(Segmentation mask data)
------------------------------------

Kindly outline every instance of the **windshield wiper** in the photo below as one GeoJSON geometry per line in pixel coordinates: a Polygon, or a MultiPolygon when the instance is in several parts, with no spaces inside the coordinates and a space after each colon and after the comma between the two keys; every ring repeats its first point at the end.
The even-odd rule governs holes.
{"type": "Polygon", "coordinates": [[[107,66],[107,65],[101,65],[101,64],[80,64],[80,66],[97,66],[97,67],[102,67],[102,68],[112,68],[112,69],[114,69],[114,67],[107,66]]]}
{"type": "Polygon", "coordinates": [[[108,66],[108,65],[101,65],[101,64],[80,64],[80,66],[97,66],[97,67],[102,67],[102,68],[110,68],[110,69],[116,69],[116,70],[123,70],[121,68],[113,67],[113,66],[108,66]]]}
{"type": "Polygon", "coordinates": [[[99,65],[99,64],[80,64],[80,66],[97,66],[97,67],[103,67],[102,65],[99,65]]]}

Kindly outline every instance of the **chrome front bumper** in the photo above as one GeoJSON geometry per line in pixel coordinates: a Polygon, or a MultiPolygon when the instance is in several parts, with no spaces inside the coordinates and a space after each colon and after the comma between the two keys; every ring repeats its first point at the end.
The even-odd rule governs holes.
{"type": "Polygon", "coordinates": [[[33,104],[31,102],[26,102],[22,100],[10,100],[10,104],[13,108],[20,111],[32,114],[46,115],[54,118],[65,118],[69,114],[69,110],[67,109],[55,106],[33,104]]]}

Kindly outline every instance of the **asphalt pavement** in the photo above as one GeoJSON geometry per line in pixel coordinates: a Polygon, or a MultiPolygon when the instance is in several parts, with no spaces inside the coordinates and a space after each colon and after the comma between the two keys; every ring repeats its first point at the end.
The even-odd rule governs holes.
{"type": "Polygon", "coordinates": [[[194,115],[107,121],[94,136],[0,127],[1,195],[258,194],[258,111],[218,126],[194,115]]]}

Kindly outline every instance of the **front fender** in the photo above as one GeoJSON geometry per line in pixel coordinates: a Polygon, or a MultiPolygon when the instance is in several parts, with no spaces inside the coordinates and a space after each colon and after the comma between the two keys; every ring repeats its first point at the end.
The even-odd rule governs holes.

------------------------------------

◆ **Task statement**
Only the lines containing the word "photo" should be returned from the data above.

◆ **Exercise answer**
Kindly outline every instance of the **windshield wiper** in the photo below as one GeoJSON geometry per line in pixel coordinates: a Polygon, or a MultiPolygon when the instance is in several parts, with no spaces inside the coordinates and a space after each colon and after the comma between the two keys; every ring repeats its first point at the end.
Kindly outline every instance of the **chrome front bumper** in the photo above as one GeoJSON geometry per line in pixel coordinates: a Polygon, or a MultiPolygon when the instance is in several parts, with no spaces inside the coordinates and a space after each colon and after the comma between the two keys; every ring repeats its first point at the end.
Kindly outline every instance of the **asphalt pavement** in the photo above as one GeoJSON geometry per line in pixel coordinates: a Polygon, or a MultiPolygon when the instance is in several parts, with no spaces inside the coordinates and a space after each colon and after the comma between the two keys; every ring repeats its first point at the end.
Kindly outline every instance of the **front fender** in the photo above as one GeoJSON geometry per line in pixel coordinates: a Polygon, or a MultiPolygon when the instance is in several parts, with no spaces inside the coordinates and a space after each colon and after the comma between the two keys; every ring repeats its first point at the end.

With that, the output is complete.